* **WHAT IS BEING ASKED**:
Return the listing below word for word, leaving out the pictures.

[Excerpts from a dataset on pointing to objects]
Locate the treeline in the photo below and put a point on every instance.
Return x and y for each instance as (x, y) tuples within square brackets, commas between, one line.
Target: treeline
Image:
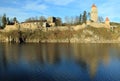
[(4, 20)]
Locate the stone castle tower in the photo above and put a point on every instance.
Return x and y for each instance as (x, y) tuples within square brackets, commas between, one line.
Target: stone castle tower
[(94, 13)]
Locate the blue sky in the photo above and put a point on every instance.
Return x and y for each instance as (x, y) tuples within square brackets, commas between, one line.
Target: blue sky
[(23, 9)]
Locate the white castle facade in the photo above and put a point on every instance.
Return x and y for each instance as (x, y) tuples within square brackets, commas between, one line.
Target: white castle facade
[(36, 25)]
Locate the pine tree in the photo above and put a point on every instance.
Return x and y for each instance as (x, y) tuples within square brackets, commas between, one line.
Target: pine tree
[(84, 17), (4, 21)]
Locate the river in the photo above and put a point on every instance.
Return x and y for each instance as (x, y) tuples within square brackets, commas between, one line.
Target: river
[(59, 62)]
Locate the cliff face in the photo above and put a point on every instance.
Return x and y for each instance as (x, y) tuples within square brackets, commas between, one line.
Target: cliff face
[(86, 35)]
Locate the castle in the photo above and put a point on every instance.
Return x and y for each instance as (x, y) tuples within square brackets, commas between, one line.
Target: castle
[(94, 19), (51, 22)]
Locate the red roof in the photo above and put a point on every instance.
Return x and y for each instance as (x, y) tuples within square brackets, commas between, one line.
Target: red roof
[(93, 5), (107, 19)]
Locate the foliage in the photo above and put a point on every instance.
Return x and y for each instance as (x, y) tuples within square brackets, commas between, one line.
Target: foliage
[(4, 21)]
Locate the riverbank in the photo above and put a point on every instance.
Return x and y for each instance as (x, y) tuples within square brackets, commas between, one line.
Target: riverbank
[(86, 35)]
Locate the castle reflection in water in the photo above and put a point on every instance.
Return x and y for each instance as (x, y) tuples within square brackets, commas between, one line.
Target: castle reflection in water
[(87, 56)]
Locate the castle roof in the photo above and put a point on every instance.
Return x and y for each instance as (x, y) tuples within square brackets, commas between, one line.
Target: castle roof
[(107, 19), (93, 5)]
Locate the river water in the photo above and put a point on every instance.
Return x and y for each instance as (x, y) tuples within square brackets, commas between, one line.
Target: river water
[(59, 62)]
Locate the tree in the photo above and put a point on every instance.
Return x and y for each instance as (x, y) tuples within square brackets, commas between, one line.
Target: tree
[(0, 21), (8, 21), (58, 21), (14, 19), (80, 19), (76, 20), (88, 16), (84, 17), (42, 19), (100, 19), (4, 21)]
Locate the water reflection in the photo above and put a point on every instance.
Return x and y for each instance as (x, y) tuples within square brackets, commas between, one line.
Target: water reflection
[(59, 62)]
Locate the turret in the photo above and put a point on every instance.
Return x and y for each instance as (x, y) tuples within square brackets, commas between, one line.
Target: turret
[(94, 13)]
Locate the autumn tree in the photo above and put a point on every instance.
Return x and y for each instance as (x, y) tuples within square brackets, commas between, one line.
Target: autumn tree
[(4, 21)]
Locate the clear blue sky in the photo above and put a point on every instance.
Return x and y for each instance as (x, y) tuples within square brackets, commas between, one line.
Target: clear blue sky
[(23, 9)]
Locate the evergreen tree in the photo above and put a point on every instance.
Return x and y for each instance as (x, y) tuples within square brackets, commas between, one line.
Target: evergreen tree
[(84, 17), (4, 21), (14, 19), (80, 19)]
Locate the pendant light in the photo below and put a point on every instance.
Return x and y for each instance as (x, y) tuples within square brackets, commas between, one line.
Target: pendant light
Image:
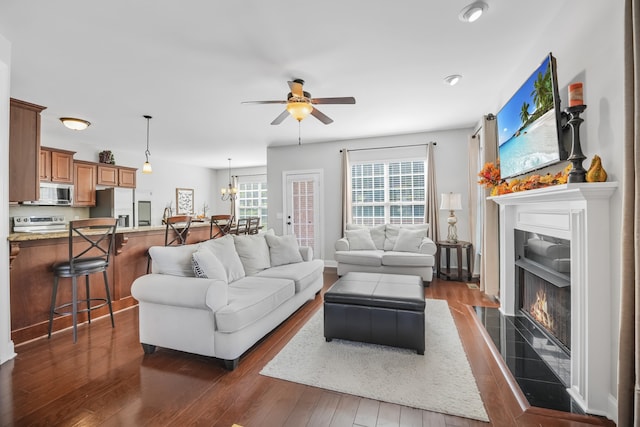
[(230, 193), (146, 168)]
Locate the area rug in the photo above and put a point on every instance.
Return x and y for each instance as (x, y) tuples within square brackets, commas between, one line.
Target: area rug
[(439, 381)]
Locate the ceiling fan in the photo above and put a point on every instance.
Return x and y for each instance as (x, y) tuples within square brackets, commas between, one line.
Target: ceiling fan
[(300, 104)]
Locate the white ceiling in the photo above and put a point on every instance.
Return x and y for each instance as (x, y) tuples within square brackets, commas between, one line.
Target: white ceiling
[(190, 65)]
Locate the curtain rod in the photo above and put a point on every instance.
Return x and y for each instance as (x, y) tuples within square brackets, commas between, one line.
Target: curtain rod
[(395, 146)]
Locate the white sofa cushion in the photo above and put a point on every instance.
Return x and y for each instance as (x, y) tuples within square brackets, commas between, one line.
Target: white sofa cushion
[(253, 252), (207, 266), (283, 249), (173, 260), (409, 240), (370, 258), (360, 239), (407, 259), (392, 230), (225, 250), (377, 233), (302, 273), (250, 299)]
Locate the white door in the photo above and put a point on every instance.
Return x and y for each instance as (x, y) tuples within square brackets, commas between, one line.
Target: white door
[(302, 207)]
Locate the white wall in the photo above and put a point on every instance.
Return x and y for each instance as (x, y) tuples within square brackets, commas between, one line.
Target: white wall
[(6, 345), (451, 175)]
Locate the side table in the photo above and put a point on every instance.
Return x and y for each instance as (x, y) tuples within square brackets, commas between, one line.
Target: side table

* **COMPLETE RESPONSE**:
Locate the treeline in the photo below and put a point on every instance.
Return x and y for each instance as (x, y) tuples within square brackets, commas between, one line.
Target: treeline
Image:
[(4, 20)]
Locate the stone castle tower in the photo above and put a point on every instance.
Return x and y for each instance as (x, y) tuples within square brackets, commas between, one line.
Target: stone castle tower
[(94, 13)]
Locate the blue sky in the photo above and put a point on every instance.
Return x and y for each instance as (x, y) tuples within square brackets, commas between, one line.
Target: blue sky
[(23, 9)]
Locate the white castle facade in the photo above and put a point on every instance.
Return x and y for each instance as (x, y) tuples within square brackets, commas between, one line.
Target: white castle facade
[(36, 25)]
Locate the pine tree in the photo above and put a point on every instance.
Return x and y for each instance as (x, y) tuples within square brackets, commas between, one line.
Target: pine tree
[(84, 17), (4, 21)]
Locate the river in the photo above and put a point on every instance.
Return x and y for each instance as (x, y) tuples within square brackets, commas between, one line.
Target: river
[(59, 62)]
Locate the cliff face in the photo above and put a point on every instance.
Return x and y for each instance as (x, y) tuples within square brackets, commas between, one line.
Target: cliff face
[(86, 35)]
Locate the castle in the photo above and put a point on every instance.
Return x and y for each instance as (x, y) tuples within square brackets, commas between, one line.
Target: castle
[(94, 19), (51, 22)]
Locate the red roof in the photo above and put a point on every instance.
Return x and y for each instance as (x, y) tuples within square brackets, commas between, one line.
Target: red roof
[(93, 5), (107, 19)]
Locate the foliage in the photo above and put a point on every instance.
Return x and y for each instance as (x, y) tuples within square brackets, commas between, one line.
Target: foliage
[(4, 21)]
Locate the riverbank in the photo above and put a point on every instance.
Return x and y for each instance as (x, y) tuples within square brackets, commas between, one line.
Target: riverbank
[(86, 35)]
Locate the castle reflection in water in the photo above and put a point on every instance.
Return x and y for each instance as (x, y) tuples within square brackets, commas between, one line.
Target: castle reflection in water
[(87, 56)]
Locate the castle roof in the photo above and put a point on every instance.
Return x and y for each instance as (x, y) tuples within square brackets, commas between, one line.
Target: castle roof
[(107, 19), (93, 5)]
Locate the river water in the photo above and put a point on every instance.
Return x and y for each instance as (x, y) tuples within square brackets, commas between, one line.
Target: river water
[(59, 62)]
Locate the tree in the photo above and put a point on every instance.
Return x and y for each instance as (x, y) tuples within square brackets, commas between, one line.
Target: tree
[(0, 21), (8, 21), (58, 21), (14, 19), (80, 19), (76, 20), (88, 16), (84, 17), (42, 19), (100, 19), (4, 21)]
Locate the water reflection in the photo above and put a point on every instance.
Return x and y for each instance as (x, y) tuples within square brackets, commas between, one line.
Target: water reflection
[(59, 62)]
Locate the turret in the photo above and put a point on every instance.
Return x and y for each instance as (x, y) tuples within square brackets, commas between, one line.
Target: turret
[(94, 13)]
Locate the autumn tree in the photo above and put a point on every instance.
Return x and y for each instance as (x, y) tuples within square brackets, commas between, one line.
Target: autumn tree
[(4, 21)]
Locate the clear blue sky in the photo above and put a point on every instance.
Return x and y for each instance as (x, y) tuples within square brackets, commas between, one line.
Target: clear blue sky
[(23, 9)]
Locate the evergreen tree in the photo above and put a point on every instance.
Return x and y for each instance as (x, y) tuples within square brackets, commas between, one line.
Target: evergreen tree
[(84, 17), (4, 21), (14, 19), (80, 19)]
Locate the pendant light in the photo below and put a point on every instance.
Return x and y for each instance as (x, y) tuples within square brackets, commas between, one line.
Target: pendant light
Image:
[(230, 193), (146, 168)]
Locate the area rug in the photo above and put a point on every instance.
Return x and y for each instance as (x, y) tuples within square brackets, commas between, one line.
Target: area rug
[(439, 381)]
Locate the ceiling fan in the photo above and put a point on every instance.
Return x and y for each instance as (x, y) tuples within square brackets, commas between, one line.
Target: ceiling fan
[(300, 104)]
Locate the white ceiling in the photo above and put a point on every instance.
Return x and y for each instance as (x, y) tuples within square brackets, commas between, one line.
Target: white ceiling
[(190, 65)]
Locate the curtain rod in the photo above and put a point on every instance.
Return x and y for each instance as (x, y) tuples within square brackets, commas between, one line.
Target: curtain rod
[(395, 146)]
Locate the white sofa cushion in the photo above and put a point on every instance.
Return x and y for each instance as (x, y) tuples within square brackets, commas between, one line.
Target: white sofa cushion
[(253, 252), (207, 266), (283, 249), (173, 260), (409, 240), (370, 258), (360, 239), (407, 259), (392, 230), (225, 250), (377, 233), (302, 273), (250, 299)]
Locate the white door in the photo above and put a point on every instance.
Return x and y for each instance as (x, y) tuples within square brackets, commas between, one line.
Target: white door
[(302, 207)]
Locate the white wall in the photo above and put a point on every instance.
Return x and y for each instance as (x, y) tuples within square brackets, commas between, one line.
Target: white wall
[(6, 345), (451, 175)]
Locate the side table in the photo above and put a point on every instance.
Return x and y for each instance as (x, y) tuples within square brackets, commas between, one line.
Target: side table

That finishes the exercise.